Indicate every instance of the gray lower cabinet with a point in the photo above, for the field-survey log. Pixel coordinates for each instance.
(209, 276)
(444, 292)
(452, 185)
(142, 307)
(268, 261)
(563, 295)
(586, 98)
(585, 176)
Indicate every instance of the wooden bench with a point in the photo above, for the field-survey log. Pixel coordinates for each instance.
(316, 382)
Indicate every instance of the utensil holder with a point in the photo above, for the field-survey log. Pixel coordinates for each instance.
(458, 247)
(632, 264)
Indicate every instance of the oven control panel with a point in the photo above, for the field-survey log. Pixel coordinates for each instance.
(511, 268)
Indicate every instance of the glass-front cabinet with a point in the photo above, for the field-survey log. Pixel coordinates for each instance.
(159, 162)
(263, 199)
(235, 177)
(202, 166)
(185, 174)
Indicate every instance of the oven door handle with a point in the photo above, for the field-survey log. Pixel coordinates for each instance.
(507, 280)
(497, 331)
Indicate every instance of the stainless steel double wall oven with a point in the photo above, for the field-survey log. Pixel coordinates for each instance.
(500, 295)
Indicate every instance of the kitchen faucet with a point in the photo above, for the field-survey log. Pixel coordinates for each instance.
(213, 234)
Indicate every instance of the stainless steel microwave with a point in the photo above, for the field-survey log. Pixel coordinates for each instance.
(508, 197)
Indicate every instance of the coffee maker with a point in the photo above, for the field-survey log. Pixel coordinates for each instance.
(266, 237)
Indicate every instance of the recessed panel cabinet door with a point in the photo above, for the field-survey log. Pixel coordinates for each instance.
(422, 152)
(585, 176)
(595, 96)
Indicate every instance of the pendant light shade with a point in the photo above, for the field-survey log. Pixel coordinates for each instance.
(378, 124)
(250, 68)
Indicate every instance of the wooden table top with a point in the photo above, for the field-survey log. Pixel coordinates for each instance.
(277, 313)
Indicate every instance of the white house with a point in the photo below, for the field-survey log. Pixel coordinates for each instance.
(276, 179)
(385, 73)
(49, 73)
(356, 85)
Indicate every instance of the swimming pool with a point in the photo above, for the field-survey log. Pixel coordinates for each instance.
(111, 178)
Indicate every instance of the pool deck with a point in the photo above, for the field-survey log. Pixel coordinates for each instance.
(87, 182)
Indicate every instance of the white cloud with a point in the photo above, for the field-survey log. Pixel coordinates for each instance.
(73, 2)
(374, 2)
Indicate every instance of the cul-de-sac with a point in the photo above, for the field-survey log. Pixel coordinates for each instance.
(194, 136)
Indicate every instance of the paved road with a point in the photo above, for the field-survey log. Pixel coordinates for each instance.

* * * * *

▶ WHAT YOU NEED TO DO: Reproduce every one of the records above verbatim, line for line and in the same order.

▶ EXERCISE RESPONSE:
Indicate every instance of the gray lower cabinet with a point in the photo above, for the field-survey log. Pixel coordinates for each instance.
(209, 276)
(444, 292)
(452, 185)
(142, 307)
(268, 261)
(563, 295)
(586, 98)
(585, 176)
Indicate every instance of the wooden bench with a point in the photo above, for the field-survey log. Pixel coordinates for each instance.
(316, 382)
Indicate every instance of the utensil holder with a point in the photo above, for the field-survey log. Pixel coordinates for each instance.
(458, 247)
(632, 264)
Indicate every instance of the oven control panel with a point in the photo above, for the field-survey log. Pixel coordinates for each instance.
(511, 268)
Indicate every instance of the glass-front cabinet with a point in the photo above, for the field-survey log. Pixel coordinates for each instance.
(159, 162)
(263, 199)
(235, 177)
(202, 166)
(185, 174)
Indicate every instance of the oven door handle with a point in the photo above, for the field-survey log. Pixel coordinates for each instance.
(507, 280)
(497, 331)
Indicate every instance of the stainless steel double wall oven with a point in the photo above, for the field-survey log. Pixel coordinates for each instance.
(500, 295)
Indicate every instance of the kitchen faucet with a point in the photo above, for the field-survey log. Pixel coordinates for each instance.
(213, 234)
Indicate every instance of the stainless steel microwave with a point in the photo above, for the field-survey log. Pixel coordinates for each instance.
(508, 197)
Indicate every instance of the coffee maker with a point in the photo above, for the field-survey log. Pixel coordinates for each instance.
(266, 237)
Indicate every instance of the recessed panel cabinet door with a point in the photo above, for the field-survey log. Pixel coordinates for each instance.
(422, 152)
(585, 176)
(595, 96)
Indicate every instance of the pendant light shade with a point in the photo above, for the field-survey log. Pixel coordinates for each instance.
(378, 124)
(250, 68)
Indicate every instance of the wooden table top with a point in the photo above, for the field-survey log. Pixel coordinates for each instance.
(277, 313)
Indicate every instance of the white house with a point in the photo below, for the field-survey log. Pixel coordinates for each instance.
(276, 179)
(385, 73)
(49, 73)
(356, 85)
Indicate every instance of the swimming pool with a point in the photo above, for the field-survey log. Pixel coordinates for each instance.
(111, 178)
Indicate every instance of the pool deck with a point in the photo above, for the field-survey log. Pixel coordinates for each instance.
(87, 182)
Indicate every instance of the white cloud with a point in the photo above, for the field-survey log. Pixel coordinates for each instance.
(73, 2)
(374, 2)
Indicate every instance of the cul-de-sac with a point in the photo above, for the field-survey log. Pixel coordinates for each instance.
(194, 136)
Indicate every instance of the paved road with a point in the photo above, for the field-survey log. Pixel coordinates for each instance.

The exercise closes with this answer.